_DATA EXTRACT_:

######

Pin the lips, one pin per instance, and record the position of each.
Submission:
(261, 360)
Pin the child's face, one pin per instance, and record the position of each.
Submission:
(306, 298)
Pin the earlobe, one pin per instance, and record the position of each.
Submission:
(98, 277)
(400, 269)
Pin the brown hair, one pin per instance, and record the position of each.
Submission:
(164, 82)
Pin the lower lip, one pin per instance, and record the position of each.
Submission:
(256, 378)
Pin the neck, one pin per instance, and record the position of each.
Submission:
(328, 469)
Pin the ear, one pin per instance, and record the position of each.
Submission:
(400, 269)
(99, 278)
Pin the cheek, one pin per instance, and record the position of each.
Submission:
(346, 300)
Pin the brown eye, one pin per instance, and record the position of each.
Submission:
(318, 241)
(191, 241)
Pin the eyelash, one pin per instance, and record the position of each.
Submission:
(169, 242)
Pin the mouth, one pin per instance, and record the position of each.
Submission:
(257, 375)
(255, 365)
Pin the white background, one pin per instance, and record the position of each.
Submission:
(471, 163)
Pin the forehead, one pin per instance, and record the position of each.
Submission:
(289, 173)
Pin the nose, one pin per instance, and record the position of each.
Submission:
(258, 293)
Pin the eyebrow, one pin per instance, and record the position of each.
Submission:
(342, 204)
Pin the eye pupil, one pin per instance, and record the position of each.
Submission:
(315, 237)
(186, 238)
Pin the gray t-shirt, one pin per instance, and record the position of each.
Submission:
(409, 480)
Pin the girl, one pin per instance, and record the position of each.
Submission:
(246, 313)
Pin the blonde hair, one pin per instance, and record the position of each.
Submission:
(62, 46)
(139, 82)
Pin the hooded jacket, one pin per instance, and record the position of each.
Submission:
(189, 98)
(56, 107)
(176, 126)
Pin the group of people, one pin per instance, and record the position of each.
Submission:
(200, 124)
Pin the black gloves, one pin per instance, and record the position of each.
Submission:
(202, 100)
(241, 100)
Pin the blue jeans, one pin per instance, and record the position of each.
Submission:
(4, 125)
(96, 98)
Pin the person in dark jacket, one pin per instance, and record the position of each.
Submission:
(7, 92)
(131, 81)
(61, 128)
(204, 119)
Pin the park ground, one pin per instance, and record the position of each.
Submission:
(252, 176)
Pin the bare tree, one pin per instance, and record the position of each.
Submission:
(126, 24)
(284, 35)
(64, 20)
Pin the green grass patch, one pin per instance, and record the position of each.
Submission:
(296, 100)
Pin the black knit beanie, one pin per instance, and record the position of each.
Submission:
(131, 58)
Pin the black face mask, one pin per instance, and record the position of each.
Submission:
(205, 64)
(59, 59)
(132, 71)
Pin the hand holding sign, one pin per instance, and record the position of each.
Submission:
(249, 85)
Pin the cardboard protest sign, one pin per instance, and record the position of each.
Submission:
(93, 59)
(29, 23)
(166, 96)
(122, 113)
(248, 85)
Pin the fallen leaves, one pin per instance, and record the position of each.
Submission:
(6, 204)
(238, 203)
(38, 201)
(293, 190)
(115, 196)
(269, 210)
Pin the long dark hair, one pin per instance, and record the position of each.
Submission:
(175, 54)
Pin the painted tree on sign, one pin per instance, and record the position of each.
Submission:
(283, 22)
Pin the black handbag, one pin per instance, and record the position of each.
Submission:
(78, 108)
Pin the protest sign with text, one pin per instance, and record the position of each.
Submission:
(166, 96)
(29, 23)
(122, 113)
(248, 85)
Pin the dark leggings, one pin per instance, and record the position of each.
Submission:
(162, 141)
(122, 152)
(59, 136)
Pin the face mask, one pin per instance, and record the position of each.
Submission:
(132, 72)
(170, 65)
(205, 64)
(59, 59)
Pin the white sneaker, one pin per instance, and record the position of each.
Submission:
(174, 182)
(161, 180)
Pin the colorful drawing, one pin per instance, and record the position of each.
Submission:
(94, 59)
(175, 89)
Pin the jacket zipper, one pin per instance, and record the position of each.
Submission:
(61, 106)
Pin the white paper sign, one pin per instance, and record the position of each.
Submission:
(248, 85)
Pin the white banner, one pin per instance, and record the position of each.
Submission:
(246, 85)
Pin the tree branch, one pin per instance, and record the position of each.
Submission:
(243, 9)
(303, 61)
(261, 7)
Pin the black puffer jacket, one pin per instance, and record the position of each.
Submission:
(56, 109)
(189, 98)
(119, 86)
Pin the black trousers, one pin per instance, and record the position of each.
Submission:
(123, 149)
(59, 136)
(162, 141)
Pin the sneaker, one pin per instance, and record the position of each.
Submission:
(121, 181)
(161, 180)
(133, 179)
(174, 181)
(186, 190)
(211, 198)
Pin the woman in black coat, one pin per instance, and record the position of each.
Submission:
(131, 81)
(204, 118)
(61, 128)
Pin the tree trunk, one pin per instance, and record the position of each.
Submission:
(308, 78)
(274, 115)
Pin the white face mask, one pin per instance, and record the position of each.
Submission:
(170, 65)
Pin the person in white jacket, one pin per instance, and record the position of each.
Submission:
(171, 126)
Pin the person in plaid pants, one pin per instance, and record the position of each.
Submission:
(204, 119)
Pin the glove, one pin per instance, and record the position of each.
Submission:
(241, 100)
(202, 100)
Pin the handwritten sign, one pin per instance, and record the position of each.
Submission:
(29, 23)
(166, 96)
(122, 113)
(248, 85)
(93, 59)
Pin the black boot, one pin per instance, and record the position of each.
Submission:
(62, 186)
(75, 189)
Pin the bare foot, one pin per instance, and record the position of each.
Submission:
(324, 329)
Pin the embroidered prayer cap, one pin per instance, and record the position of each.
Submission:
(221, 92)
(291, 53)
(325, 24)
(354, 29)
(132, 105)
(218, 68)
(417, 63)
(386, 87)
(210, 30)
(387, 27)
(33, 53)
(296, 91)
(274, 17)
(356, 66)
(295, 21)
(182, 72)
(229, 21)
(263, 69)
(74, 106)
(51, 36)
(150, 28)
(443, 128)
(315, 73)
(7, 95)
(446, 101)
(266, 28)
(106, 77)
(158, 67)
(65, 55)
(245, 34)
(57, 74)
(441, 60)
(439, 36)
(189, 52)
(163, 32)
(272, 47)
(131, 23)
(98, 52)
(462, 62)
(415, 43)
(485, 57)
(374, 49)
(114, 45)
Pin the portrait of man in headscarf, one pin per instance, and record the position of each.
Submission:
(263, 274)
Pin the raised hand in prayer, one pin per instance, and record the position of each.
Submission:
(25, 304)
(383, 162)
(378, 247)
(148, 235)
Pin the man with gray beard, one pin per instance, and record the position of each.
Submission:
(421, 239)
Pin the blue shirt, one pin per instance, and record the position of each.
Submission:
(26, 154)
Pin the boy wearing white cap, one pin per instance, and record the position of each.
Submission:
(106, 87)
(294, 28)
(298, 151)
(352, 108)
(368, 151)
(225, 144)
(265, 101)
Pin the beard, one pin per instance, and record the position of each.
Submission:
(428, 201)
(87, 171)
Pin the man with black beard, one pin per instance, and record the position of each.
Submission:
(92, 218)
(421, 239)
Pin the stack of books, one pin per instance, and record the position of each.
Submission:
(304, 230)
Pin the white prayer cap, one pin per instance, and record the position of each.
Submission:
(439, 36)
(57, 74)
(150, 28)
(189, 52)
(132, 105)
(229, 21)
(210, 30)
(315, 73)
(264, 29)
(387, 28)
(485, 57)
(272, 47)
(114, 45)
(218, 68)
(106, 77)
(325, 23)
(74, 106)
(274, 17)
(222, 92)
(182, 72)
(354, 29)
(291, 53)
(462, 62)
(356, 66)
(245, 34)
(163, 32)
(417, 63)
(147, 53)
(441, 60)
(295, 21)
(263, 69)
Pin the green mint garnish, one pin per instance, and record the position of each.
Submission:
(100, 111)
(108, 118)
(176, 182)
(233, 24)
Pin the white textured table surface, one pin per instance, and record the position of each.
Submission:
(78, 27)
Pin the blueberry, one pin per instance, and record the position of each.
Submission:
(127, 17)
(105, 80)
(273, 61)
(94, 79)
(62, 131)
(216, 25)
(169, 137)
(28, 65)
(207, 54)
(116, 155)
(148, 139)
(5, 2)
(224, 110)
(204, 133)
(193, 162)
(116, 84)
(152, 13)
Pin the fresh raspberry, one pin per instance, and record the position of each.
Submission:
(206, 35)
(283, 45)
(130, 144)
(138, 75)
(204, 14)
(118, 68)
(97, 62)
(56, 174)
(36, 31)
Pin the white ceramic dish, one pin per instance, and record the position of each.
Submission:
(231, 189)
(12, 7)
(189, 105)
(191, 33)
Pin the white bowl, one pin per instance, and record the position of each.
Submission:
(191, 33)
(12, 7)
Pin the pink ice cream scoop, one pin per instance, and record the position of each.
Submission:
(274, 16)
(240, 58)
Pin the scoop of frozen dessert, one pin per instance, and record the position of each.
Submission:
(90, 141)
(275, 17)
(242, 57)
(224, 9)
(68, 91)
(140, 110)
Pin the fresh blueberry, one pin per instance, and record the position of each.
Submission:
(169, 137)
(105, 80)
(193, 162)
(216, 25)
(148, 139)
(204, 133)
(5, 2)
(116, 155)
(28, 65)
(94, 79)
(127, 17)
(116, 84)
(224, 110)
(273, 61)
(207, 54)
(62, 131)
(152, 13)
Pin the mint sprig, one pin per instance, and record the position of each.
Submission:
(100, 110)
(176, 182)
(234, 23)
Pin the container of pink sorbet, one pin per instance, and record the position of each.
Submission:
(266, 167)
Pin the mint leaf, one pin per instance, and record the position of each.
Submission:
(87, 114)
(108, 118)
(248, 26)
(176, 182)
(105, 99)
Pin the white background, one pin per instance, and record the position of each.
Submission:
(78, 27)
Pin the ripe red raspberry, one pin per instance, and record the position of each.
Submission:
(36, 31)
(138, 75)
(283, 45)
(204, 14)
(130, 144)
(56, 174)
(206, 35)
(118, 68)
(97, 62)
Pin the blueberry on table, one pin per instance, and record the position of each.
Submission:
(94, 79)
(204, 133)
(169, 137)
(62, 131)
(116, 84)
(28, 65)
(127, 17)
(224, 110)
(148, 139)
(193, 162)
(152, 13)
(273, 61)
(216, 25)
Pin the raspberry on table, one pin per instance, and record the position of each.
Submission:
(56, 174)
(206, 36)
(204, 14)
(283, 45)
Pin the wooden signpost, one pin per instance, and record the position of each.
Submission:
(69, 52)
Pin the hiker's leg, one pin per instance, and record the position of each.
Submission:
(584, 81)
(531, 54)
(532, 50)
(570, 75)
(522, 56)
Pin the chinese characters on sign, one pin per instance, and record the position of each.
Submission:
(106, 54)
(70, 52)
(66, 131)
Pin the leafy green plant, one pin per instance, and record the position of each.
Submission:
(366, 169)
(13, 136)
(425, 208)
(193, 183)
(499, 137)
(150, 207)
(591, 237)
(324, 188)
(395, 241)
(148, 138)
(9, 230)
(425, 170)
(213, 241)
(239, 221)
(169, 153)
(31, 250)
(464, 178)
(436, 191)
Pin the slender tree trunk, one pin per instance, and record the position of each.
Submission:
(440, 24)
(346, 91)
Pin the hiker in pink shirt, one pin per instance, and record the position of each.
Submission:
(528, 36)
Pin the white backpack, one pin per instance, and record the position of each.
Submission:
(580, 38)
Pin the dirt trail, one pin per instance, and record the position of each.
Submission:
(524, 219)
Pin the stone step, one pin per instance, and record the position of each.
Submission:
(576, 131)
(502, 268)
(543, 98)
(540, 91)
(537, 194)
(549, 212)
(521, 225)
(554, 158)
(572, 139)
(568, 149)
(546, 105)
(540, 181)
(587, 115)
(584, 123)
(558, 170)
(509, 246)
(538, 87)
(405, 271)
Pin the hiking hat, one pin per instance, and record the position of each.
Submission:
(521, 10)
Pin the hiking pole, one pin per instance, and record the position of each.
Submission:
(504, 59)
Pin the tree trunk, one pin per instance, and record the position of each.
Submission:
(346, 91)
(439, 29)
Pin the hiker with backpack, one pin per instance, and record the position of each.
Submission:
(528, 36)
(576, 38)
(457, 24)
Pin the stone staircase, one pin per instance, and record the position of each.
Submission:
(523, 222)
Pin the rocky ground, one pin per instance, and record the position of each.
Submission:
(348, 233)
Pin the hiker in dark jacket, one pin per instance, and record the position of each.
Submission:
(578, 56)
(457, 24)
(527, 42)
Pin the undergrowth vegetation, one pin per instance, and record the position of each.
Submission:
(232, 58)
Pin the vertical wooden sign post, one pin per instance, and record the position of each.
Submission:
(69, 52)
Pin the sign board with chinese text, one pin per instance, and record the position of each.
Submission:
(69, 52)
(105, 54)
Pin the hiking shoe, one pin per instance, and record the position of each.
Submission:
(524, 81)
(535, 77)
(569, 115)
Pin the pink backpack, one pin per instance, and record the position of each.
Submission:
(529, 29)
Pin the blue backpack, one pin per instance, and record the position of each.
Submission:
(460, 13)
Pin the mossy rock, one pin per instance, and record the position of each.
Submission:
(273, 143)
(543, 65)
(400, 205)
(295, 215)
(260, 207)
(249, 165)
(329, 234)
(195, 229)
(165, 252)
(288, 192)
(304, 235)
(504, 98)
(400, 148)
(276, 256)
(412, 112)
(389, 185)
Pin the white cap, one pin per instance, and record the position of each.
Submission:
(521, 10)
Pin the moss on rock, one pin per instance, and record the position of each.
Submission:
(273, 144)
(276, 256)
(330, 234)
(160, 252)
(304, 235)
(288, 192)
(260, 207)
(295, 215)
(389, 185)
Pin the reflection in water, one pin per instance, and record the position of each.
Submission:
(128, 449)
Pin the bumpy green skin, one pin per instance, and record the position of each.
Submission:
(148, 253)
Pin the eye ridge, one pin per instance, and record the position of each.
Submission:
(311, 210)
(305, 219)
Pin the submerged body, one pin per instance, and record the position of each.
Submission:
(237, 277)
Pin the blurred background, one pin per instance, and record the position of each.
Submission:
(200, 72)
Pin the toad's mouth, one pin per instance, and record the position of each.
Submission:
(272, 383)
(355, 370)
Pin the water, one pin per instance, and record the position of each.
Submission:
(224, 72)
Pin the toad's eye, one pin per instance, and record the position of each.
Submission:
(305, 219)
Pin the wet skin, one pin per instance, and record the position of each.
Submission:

######

_INSTRUCTIONS TO FOLLOW_:
Report only the number of lines that hold the string "mint" in this listing.

_OUTPUT OF THE EXERCISE_:
3